**Petikan Teks:**

== == ==

Karena bank, manajer aset, dan fintech (termasuk yang kian dikenal sebagai PayFi) memiliki cara interaksi, kendala infrastruktur warisan, dan regulasi yang berbeda, bagian-bagian berikut dirancang agar para pemimpin industri mendapat pemahaman aplikatif dan berorientasi aksi tentang penerapan blockchain di dunia mereka, serta tahapan dari konsep menuju produk nyata.
Bank tampak modern, namun sebagian besar beroperasi di perangkat lunak usang—utamanya COBOL, bahasa pemrograman era 1960-an yang, meski tua, tetap menopang sistem sesuai regulasi perbankan. Ketika nasabah berinteraksi via website atau aplikasi mobile, interaksi itu sebenarnya hanya mengirim perintah ke program COBOL berusia puluhan tahun. Blockchain menawarkan cara memperbarui sistem ini tanpa mengurangi integritas regulasi.
Dengan mengintegrasikan dan membangun di atas blockchain, bank dapat keluar dari model “toko buku dengan situs web” pada internet awal dan beralih menjadi “Amazon”—basis data modern dan standar interoperabilitas yang unggul. Aset ter-tokenisasi—seperti stablecoin, deposito, maupun sekuritas—diprediksi akan memegang peran utama di pasar modal masa depan. Mengadopsi sistem yang benar untuk menghindari disrupsi hanyalah langkah permulaan. Bank perlu menjadi pengendali perubahan ini.
Di segmen ritel, bank tengah mengeksplorasi cara memberikan akses aset kripto seperti bitcoin dan digital asset lain kepada klien melalui broker-dealer afiliasi, baik indirect via ETP maupun langsung dengan berubahnya aturan akuntansi SEC SAB 121—yang sebelumnya memblokir partisipasi bank AS dalam kustodi digital. Namun peluang dan manfaat jauh lebih besar ada di segmen institusi/back office, dengan tiga use case utama: deposito ter-tokenisasi, evaluasi ulang infrastruktur settlement, dan mobilitas jaminan (collateral mobility).

== == ==

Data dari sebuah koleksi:
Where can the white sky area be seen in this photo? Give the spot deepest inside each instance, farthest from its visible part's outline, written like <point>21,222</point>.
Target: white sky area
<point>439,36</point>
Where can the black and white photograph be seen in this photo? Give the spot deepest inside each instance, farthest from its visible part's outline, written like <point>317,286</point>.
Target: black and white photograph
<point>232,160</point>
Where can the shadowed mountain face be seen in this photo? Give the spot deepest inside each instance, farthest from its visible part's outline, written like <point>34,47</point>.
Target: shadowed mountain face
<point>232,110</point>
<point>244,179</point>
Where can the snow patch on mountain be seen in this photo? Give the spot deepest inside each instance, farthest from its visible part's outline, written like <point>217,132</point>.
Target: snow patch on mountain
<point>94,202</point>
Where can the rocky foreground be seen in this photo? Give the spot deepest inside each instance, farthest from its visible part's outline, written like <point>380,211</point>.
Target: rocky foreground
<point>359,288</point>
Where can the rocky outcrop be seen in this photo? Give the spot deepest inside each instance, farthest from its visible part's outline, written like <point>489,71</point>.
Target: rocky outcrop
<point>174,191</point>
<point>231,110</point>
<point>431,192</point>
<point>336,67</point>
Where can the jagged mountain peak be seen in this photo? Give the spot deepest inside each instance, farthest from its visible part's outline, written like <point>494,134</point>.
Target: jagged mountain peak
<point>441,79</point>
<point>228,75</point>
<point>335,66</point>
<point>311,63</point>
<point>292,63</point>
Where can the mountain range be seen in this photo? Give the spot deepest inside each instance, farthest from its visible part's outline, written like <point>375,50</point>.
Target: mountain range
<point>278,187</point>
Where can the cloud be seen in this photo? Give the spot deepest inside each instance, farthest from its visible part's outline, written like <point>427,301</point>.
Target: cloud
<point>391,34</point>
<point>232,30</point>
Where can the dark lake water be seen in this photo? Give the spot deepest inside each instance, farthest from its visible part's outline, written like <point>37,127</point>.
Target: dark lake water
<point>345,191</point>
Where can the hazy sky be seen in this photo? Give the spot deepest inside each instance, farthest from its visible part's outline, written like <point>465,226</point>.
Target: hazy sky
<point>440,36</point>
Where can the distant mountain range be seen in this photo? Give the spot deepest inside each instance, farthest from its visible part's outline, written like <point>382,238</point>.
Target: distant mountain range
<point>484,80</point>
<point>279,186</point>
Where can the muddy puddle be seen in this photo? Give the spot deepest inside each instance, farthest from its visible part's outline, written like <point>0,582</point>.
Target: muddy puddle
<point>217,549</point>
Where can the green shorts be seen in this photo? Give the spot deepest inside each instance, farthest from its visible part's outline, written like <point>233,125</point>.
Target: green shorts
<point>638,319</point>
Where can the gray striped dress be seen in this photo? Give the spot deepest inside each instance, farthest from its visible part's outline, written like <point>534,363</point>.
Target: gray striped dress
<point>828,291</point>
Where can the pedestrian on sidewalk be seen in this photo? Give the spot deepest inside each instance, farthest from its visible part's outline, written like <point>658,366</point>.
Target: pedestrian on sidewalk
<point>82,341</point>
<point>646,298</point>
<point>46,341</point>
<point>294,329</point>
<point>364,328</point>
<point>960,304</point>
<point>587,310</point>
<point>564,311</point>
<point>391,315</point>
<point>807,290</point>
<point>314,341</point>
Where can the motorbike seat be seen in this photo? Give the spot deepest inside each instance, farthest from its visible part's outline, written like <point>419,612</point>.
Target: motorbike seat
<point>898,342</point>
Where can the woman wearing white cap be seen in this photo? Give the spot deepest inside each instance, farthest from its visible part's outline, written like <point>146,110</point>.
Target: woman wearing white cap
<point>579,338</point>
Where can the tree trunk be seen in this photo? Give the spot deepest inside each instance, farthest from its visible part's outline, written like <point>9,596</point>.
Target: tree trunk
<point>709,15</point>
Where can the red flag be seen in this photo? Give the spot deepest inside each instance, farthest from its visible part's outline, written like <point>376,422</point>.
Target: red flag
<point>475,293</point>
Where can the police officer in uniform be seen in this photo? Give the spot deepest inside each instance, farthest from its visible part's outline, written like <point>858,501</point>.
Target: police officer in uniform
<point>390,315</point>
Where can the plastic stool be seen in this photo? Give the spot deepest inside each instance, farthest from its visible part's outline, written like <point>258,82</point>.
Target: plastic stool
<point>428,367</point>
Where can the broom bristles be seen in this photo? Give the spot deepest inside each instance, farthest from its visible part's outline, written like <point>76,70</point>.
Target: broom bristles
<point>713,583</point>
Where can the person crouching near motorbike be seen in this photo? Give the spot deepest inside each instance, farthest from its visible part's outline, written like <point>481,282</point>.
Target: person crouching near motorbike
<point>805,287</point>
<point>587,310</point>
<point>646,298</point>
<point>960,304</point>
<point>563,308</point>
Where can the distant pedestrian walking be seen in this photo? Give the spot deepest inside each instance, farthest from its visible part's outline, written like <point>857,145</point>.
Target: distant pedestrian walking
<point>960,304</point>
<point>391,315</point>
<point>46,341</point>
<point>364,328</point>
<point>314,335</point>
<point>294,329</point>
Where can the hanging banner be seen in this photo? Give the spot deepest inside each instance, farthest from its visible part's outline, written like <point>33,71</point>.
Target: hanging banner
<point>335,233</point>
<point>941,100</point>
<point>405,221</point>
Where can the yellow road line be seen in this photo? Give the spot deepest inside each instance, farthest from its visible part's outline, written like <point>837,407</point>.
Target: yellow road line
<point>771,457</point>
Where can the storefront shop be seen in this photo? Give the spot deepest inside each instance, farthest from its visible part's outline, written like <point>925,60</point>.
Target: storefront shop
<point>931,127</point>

== == ==

**Yang Perlu Dikerjakan:**
[1] Jawab pertanyaan berikut berdasarkan teks tentang blockchain di perbankan.
(a) Bahasa pemrograman apa yang disebut menopang sebagian besar sistem bank, dan dari era kapan bahasa itu berasal?
(b) Dengan membangun di atas blockchain, bank dapat keluar dari model apa dan beralih menjadi apa?
(c) Apa tiga use case utama di segmen institusi/back office?
[2] Tuliskan lanjutan teks tentang penerapan blockchain di perbankan, mulai setelah kalimat terakhirnya.

**Jawaban Tiap Tugas:**
[1]
(a) COBOL, bahasa pemrograman era 1960-an.
(b) Bank dapat keluar dari model "toko buku dengan situs web" pada internet awal dan beralih menjadi "Amazon".
(c) Deposito ter-tokenisasi, evaluasi ulang infrastruktur settlement, dan mobilitas jaminan (collateral mobility).

[2]
Deposito ter-tokenisasi menandakan perubahan mendasar pada cara uang bank komersial bergerak dan berfungsi. Konsep ini sudah nyata—tokenisasi deposito dan token deposito telah diterapkan di pasar, seperti token JPMD milik JPMorgan dan Citi Token Services for Cash. Inisiatif ini bukan stablecoin sintetis atau aset digital yang dijamin surat utang negara; ia memang didukung fiat asli yang disimpan di bank komersial dan direpresentasikan 1:1 sebagai token teregulasi yang dapat ditransaksikan di blockchain privat maupun publik berizin.
Tokenisasi deposito memungkinkan settlement lintas negara, manajemen kas, dan pembiayaan perdagangan berpindah hanya dalam menit atau detik, dari yang sebelumnya butuh hari. Bank mendapat efisiensi operasional, kemudahan rekonsiliasi, dan optimalisasi modal.
Bank juga aktif meninjau ulang infrastruktur settlement. Beberapa bank Tier 1 ikut uji coba distributed ledger settlement—bekerja sama dengan bank sentral atau pelaku blockchain asli—untuk mengatasi masalah sistem “T+2”. Contohnya, Matter Labs (induk zkSync, Layer 2 Ethereum yang memproses transaksi secara offchain) bermitra dengan bank global untuk demonstrasi settlement hampir real-time pada pembayaran lintas negara dan pasar repo intraday. Manfaat bisnisnya: efisiensi modal, optimalisasi likuiditas, dan pengurangan overhead operasional.
Blockchain dan token juga meningkatkan mobilitas aset lintas unit bisnis, kawasan, dan mitra—collateral mobility. Depository Trust and Clearing Corporation (DTCC), penyedia layanan kliring, settlement, dan kustodi di pasar tradisional AS, baru-baru ini meluncurkan pilot Smart NAV untuk memodernisasi mobilitas jaminan lewat tokenisasi data Net Asset Value. Pilot ini mendemonstrasikan collateral yang lebih cair dan dapat diprogram—peningkatan operasional dan strategi bagi bank. Mobilitas jaminan yang lebih baik memungkinkan bank menurunkan buffer modal, mengakses pool likuiditas lebih luas, dan bersaing lebih agresif di pasar modal dengan neraca yang efisien.
Dalam seluruh use case—deposito ter-tokenisasi, evaluasi settlement, dan mobilitas jaminan—bank harus membuat keputusan utama, dimulai dengan pemilihan blockchain privat atau publik berizin.
Sebelumnya, bank terkendala terhubung dengan jaringan blockchain publik, namun arahan regulator seperti Office of the Comptroller of the Currency (OCC) membuka banyak peluang baru. Integrasi R3 Corda dengan Solana adalah contoh; kolaborasi tersebut memungkinkan jaringan permissioned di Corda menyelesaikan aset langsung di Solana.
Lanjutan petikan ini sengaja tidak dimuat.